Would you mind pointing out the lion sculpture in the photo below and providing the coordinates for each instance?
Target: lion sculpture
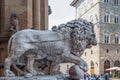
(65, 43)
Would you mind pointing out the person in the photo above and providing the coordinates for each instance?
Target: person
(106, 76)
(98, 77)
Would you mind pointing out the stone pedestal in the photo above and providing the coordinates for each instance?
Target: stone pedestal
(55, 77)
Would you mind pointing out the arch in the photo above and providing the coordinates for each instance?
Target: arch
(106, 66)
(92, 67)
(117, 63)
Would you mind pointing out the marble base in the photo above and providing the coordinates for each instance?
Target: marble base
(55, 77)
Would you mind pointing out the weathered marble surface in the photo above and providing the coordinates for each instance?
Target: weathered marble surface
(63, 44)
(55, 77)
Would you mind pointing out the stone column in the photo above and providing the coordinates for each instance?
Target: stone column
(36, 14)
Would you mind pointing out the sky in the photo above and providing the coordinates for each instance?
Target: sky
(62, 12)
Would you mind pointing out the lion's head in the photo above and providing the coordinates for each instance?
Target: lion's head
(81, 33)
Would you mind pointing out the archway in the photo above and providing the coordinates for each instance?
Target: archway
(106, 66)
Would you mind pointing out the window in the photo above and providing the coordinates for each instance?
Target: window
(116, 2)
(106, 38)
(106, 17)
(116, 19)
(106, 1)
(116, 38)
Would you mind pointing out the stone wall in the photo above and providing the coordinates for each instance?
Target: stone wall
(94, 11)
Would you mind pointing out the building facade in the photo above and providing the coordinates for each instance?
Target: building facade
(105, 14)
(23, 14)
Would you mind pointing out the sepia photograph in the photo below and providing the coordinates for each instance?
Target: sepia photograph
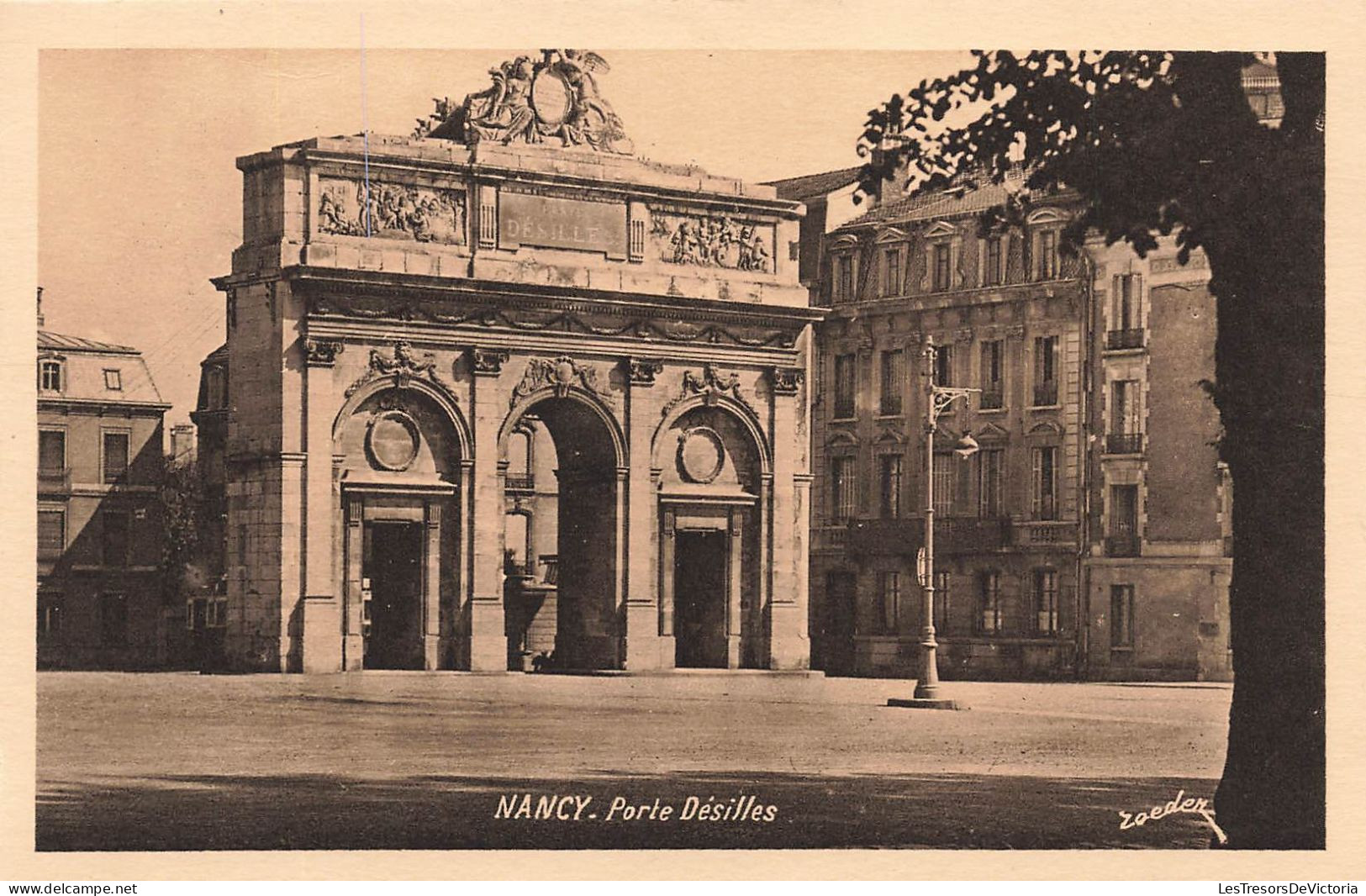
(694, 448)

————

Some of the data mentions "below". Copy every line where it does.

Would you mind pointing out the lion sculpture in the photo below and providing the coordinates for each instance?
Would you mind pointing out the sepia photograph in the photo below and providing the coordinates for each instance?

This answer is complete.